- _Excerpt_

Cardin, Mikulski Announce Grant To Create And Sustain Jobs In Talbot County And Across The Mid-Shore Region
WASHINGTON – U.S. Senators Ben Cardin and Barbara A. Mikulski (both D-Md.) today announced Talbot County and the Town of Easton have been awarded a $1.65 million public works grant from the U.S. Department of Commerce Economic Development Administration (EDA) to help pay to build a new wastewater treatment line crucial to the construction of a new regional medical center in Talbot County. Senator Cardin is a member of the Environment and Public Works Committee as well as the Transportation and Infrastructure Subcommittee. Senator Mikulski is also Chairwoman of the Commerce, Justice and Science Appropriations Subcommittee, which funds the Department of Commerce.
The funds will be used to help pay for the construction of four miles of wastewater line needed to build the new University of Maryland Medical System and Shore Health System regional medical center in Talbot County to replace the outdated Easton Memorial Hospital. The total cost of the wastewater line is expected to be $3.3 million.
This infrastructure investment is expected to help Talbot County retain 2,100 jobs, including more than 1,700 jobs of people living in Dorchester, Talbot and Caroline counties. Specifically, 538 of these jobs are within the most distressed Dorchester County. Over the next 10 years, the medical center is expected to create another 80 jobs. And the wastewater line is being built at a higher capacity than needed for the new medical center, so it can support additional new businesses that could generate up to 250 jobs.

- _What to do_
A – List every county that the grant announcement names.
B – According to the grant announcement, what is the expected total cost of the wastewater line?
C – Reproduce the part of the grant announcement that begins at the words "The funds will" and stops after the words "be $3.3 million.".

- _Provided data_
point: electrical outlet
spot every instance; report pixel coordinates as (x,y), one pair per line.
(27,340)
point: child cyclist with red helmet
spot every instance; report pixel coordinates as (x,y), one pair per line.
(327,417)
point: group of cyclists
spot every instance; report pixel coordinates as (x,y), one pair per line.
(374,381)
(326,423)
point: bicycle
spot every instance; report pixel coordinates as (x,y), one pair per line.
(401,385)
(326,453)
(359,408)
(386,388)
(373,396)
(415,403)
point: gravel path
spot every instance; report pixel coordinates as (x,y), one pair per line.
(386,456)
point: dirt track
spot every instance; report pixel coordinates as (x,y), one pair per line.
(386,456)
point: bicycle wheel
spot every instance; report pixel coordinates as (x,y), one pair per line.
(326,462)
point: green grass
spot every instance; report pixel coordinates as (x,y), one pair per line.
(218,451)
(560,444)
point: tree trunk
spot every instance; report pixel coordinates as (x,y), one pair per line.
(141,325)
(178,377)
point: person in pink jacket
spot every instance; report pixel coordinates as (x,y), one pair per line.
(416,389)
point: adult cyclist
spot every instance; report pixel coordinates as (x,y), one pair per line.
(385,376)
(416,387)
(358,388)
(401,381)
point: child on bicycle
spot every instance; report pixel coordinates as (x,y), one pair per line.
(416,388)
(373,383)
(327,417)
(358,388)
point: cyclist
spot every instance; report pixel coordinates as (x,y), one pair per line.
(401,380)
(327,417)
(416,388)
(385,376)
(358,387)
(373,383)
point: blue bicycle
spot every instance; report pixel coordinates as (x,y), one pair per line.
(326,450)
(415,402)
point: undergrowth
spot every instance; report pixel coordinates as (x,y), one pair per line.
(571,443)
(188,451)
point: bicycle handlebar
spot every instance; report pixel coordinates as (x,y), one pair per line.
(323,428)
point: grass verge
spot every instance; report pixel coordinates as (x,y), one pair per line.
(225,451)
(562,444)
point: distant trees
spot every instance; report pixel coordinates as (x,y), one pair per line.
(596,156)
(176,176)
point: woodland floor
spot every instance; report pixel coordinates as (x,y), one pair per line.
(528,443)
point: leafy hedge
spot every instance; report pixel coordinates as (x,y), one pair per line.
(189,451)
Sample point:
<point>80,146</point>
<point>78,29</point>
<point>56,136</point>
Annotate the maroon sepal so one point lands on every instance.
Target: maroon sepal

- _Answers to the problems_
A – Talbot County, Dorchester County, Caroline County

B – $3.3 million

C –
The funds will be used to help pay for the construction of four miles of wastewater line needed to build the new University of Maryland Medical System and Shore Health System regional medical center in Talbot County to replace the outdated Easton Memorial Hospital. The total cost of the wastewater line is expected to be $3.3 million.